## Текст упражнения
○ ○ ○ ○ ○ ○ ○
СТРАНА СОЦИАЛЬНОЙ СПРАВЕДЛИВОСТИ
Будущую реформу здравоохранения Кругман считает лишь первым шагом на пути к восстановлению социальной справедливости в США.
Он отмечает, что в результате начавшегося с избрания Рональда Рейгана господства ультраконсерваторов львиная доля результатов роста экономики досталась лишь узкому кругу самых состоятельных американцев. Десятки миллионов семей с небольшими и средними доходами практически никак не выиграли от прогресса трех последних десятилетий. В США возникла особая субэномика, которая обслуживает потребности богачей и почти не зависит от состоянии экономики в целом. В свою очередь, представители среднего класса все сильнее страдают от финансовых и иных турбулентностей и испытывают все больше трудностей, пытаясь поддерживать привычный уровень жизни. Они болезненно ощущают свою уязвимость и опасаются, что их дети окажутся в куда худшем положении, чем родители.
○ ○ ○ ○ ○ ○ ○
## Данные для анализа
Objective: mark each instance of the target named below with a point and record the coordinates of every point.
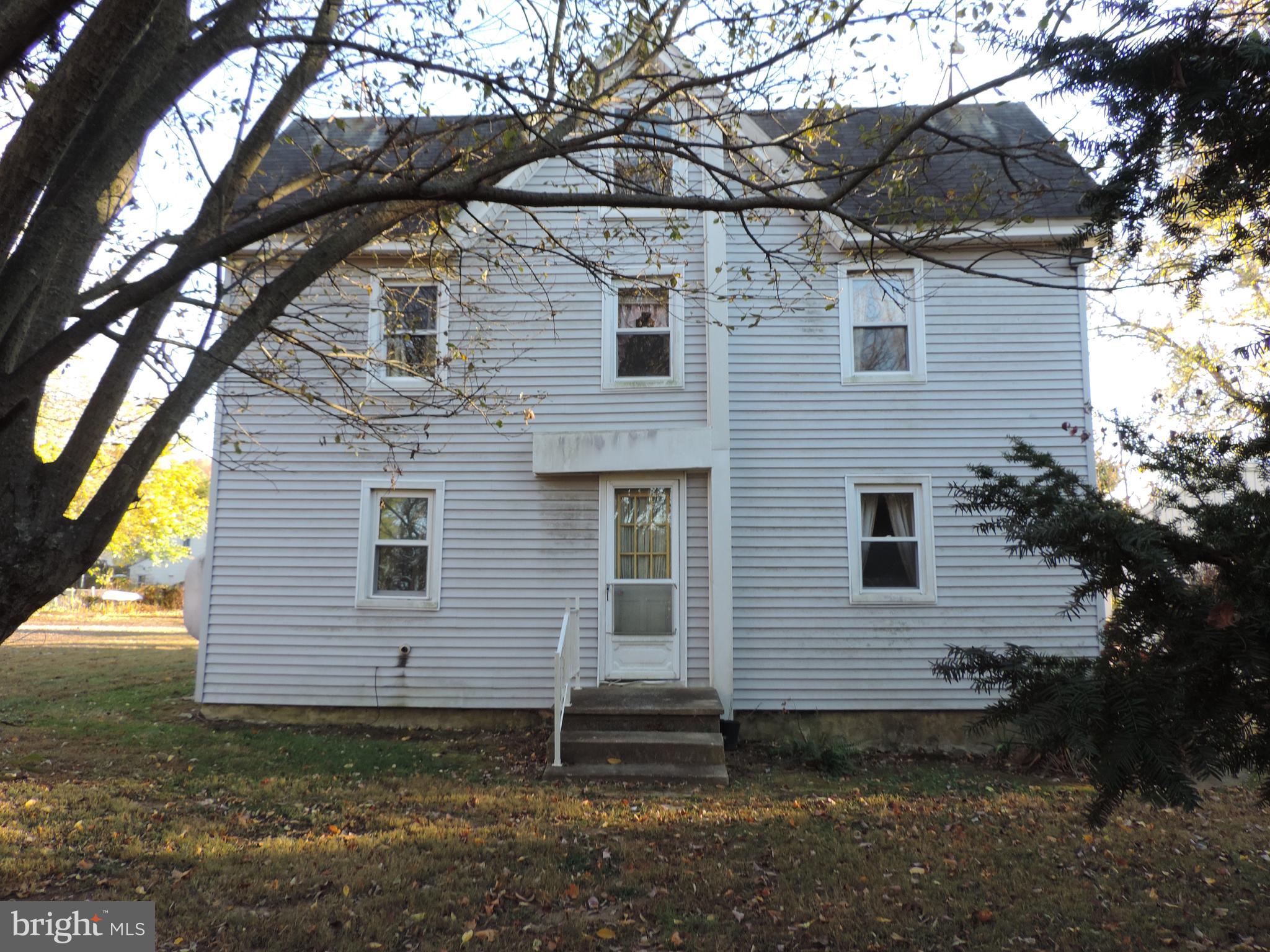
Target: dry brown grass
(270, 838)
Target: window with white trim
(889, 530)
(883, 325)
(641, 167)
(401, 546)
(409, 332)
(643, 328)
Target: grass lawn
(290, 838)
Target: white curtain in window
(868, 512)
(902, 524)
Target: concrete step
(642, 747)
(644, 707)
(696, 775)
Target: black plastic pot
(730, 731)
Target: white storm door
(643, 564)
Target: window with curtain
(643, 333)
(639, 165)
(411, 329)
(888, 541)
(643, 534)
(882, 322)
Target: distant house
(763, 512)
(146, 573)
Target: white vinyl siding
(1002, 359)
(283, 624)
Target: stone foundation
(422, 718)
(871, 730)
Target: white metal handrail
(568, 668)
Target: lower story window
(889, 526)
(401, 544)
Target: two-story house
(737, 467)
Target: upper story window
(641, 167)
(399, 563)
(889, 528)
(883, 325)
(643, 328)
(408, 333)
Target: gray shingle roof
(969, 162)
(982, 162)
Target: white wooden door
(642, 553)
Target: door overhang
(623, 451)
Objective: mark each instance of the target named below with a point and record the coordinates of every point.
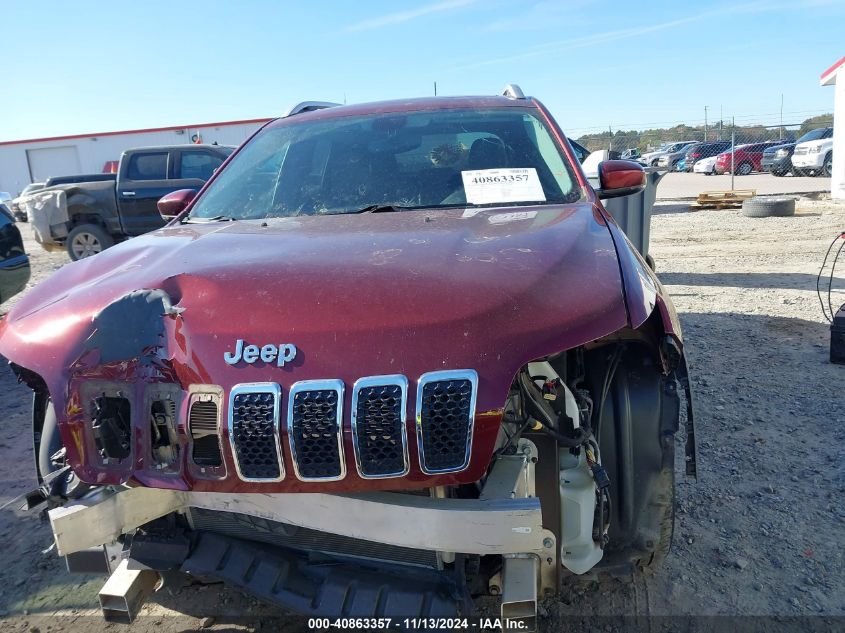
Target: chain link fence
(724, 147)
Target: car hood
(358, 295)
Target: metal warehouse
(35, 160)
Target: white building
(835, 76)
(35, 160)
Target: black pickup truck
(88, 217)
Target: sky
(89, 66)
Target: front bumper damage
(505, 520)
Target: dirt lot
(759, 534)
(688, 185)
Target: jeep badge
(281, 354)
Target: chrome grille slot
(379, 404)
(254, 431)
(445, 417)
(202, 423)
(315, 429)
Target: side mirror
(620, 178)
(175, 202)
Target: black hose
(540, 410)
(51, 442)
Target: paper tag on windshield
(488, 186)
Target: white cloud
(391, 19)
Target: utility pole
(733, 151)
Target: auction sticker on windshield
(487, 186)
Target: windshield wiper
(217, 218)
(383, 208)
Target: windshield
(813, 135)
(418, 160)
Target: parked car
(79, 178)
(670, 158)
(814, 157)
(14, 262)
(650, 159)
(705, 166)
(351, 376)
(89, 216)
(747, 158)
(704, 150)
(18, 211)
(778, 159)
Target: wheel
(768, 207)
(86, 240)
(827, 168)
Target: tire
(827, 168)
(86, 240)
(768, 207)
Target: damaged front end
(470, 401)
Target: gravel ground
(759, 533)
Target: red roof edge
(151, 129)
(832, 69)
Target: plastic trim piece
(317, 385)
(381, 381)
(257, 387)
(439, 376)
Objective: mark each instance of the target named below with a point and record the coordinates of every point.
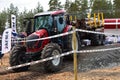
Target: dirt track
(91, 66)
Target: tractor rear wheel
(50, 50)
(17, 57)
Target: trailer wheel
(17, 57)
(50, 50)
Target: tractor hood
(37, 45)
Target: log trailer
(48, 24)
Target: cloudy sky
(28, 4)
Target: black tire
(17, 57)
(50, 50)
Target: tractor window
(60, 23)
(43, 22)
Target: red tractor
(45, 24)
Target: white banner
(13, 23)
(6, 40)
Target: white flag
(6, 40)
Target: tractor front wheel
(50, 50)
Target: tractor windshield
(43, 22)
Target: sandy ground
(91, 66)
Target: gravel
(91, 66)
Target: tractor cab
(51, 21)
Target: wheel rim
(56, 61)
(76, 44)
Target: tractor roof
(50, 13)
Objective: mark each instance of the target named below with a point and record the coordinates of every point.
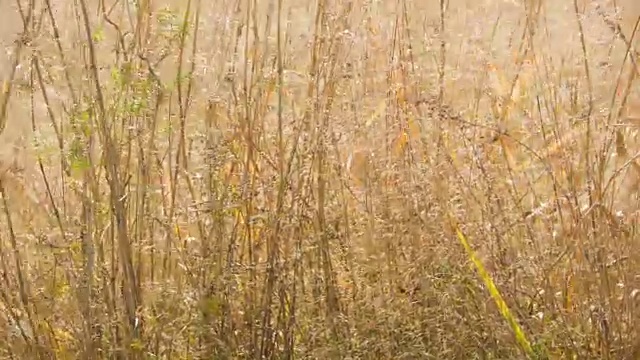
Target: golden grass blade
(495, 293)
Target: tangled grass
(277, 179)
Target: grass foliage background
(319, 179)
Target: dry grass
(326, 180)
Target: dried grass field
(279, 179)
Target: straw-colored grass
(325, 179)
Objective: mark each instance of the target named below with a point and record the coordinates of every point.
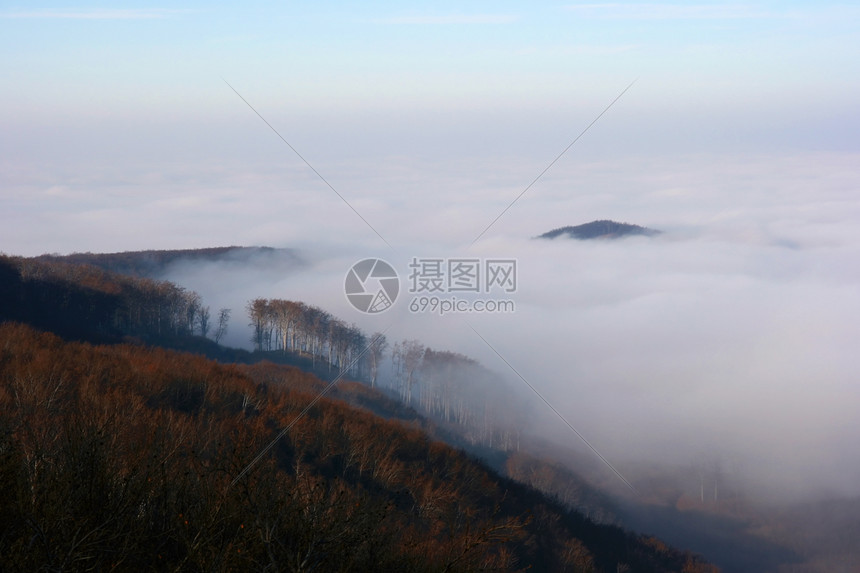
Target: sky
(732, 127)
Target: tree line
(122, 458)
(86, 302)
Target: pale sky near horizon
(113, 110)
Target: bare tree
(203, 321)
(223, 319)
(407, 357)
(378, 345)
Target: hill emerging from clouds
(156, 264)
(603, 229)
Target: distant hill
(603, 229)
(155, 264)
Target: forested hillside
(122, 457)
(154, 264)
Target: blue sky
(120, 59)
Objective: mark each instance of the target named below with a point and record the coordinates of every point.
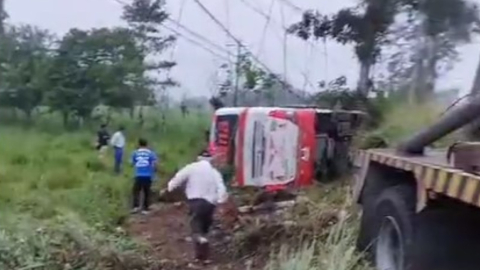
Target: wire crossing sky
(196, 64)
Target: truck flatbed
(437, 157)
(432, 171)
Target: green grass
(60, 205)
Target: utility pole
(2, 17)
(236, 84)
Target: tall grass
(60, 205)
(336, 252)
(404, 120)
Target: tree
(145, 18)
(24, 65)
(444, 25)
(365, 26)
(97, 66)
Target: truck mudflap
(431, 179)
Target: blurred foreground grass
(60, 205)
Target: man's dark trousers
(201, 216)
(142, 184)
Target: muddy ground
(238, 242)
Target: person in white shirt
(204, 189)
(118, 144)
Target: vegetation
(62, 207)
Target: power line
(285, 40)
(238, 42)
(204, 39)
(192, 41)
(265, 27)
(180, 13)
(269, 18)
(293, 6)
(174, 47)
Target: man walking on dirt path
(118, 144)
(102, 140)
(204, 189)
(144, 160)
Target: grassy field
(61, 207)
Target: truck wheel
(394, 218)
(367, 231)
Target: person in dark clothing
(144, 160)
(103, 138)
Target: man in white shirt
(204, 189)
(118, 144)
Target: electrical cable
(281, 39)
(255, 58)
(265, 27)
(188, 39)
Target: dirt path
(165, 230)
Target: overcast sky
(197, 68)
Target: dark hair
(142, 142)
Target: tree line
(72, 74)
(424, 36)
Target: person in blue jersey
(144, 161)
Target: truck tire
(394, 224)
(367, 231)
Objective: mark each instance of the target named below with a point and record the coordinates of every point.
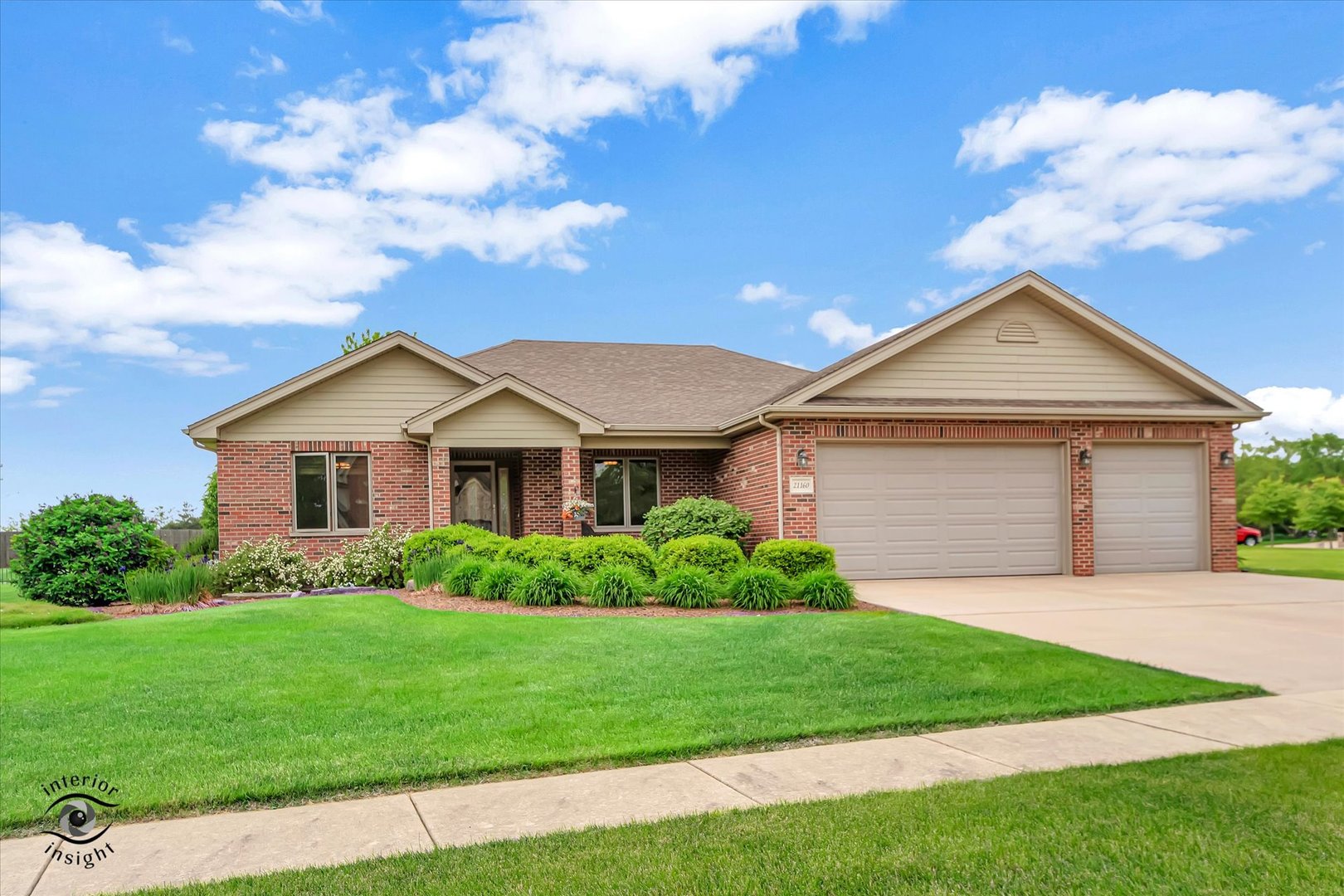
○ ○ ○ ○ ○ ○ ○
Кому, согласно тексту о социальной справедливости в США, досталась львиная доля результатов роста экономики?

## Письменный ответ
Узкому кругу самых состоятельных американцев.